- [Supplied text]
START

# Sunday Quick Trip



## bamafan611 (Mar 1, 2010)

Got a late start and was limited to North coves with the North wind howling. Nearly froze only wearing shorts and a tee shirt/Take a jacket with this wind. Lots of sign and ran over several fish with less than good water. Still pretty stained. Launched at 10:00 pm and loaded up at 12:30. All the cold I could take. Managed 10 fish from 14 to 22 inches. ​


----------



## DropB (Feb 4, 2011)

very nice. i'm thinking about going out tonight. looks like the next few days are going to be kinda crappy. what did water temp look like ?


----------



## oxbeast1210 (Jun 21, 2010)

sweet I need o start gigging lol


----------



## bamafan611 (Mar 1, 2010)

END

- [Stated problem 1]
Answer from the thread:
(a) At what time did bamafan611 load up?
(b) How many fish did bamafan611 manage, and in what size range?
(c) What does DropB ask about?
- [Stated problem 2]
Copy the thread from "very nice. i'm" through "(Jun 21, 2010)", substituting "tomorrow" for "tonight".
The material after the thread isn't needed.

- [Recorded information]
START

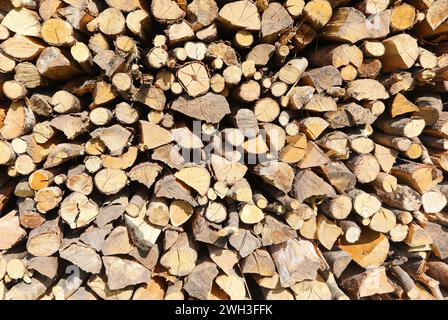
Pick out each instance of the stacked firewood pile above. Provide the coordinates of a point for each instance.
(212, 149)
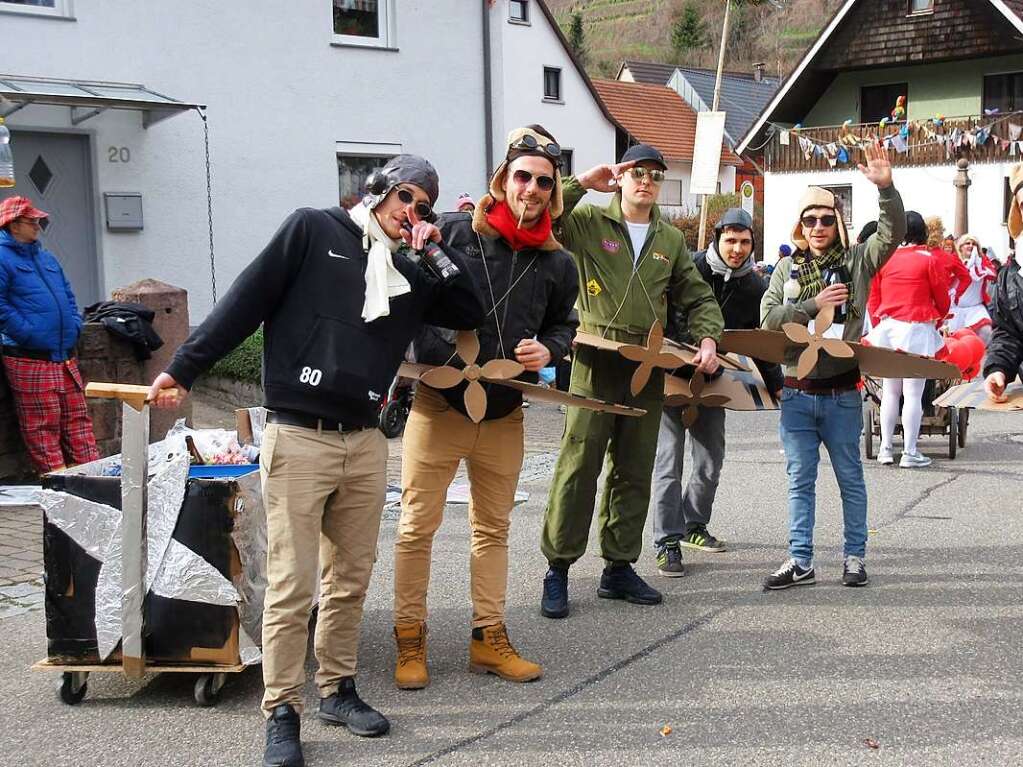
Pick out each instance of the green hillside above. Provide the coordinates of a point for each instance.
(775, 33)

END

- [Full output 1]
(a) 12:30
(b) 10 fish, from 14 to 22 inches
(c) What the water temp looked like

- [Full output 2]
very nice. i'm thinking about going out tomorrow. looks like the next few days are going to be kinda crappy. what did water temp look like ?


----------



## oxbeast1210 (Jun 21, 2010)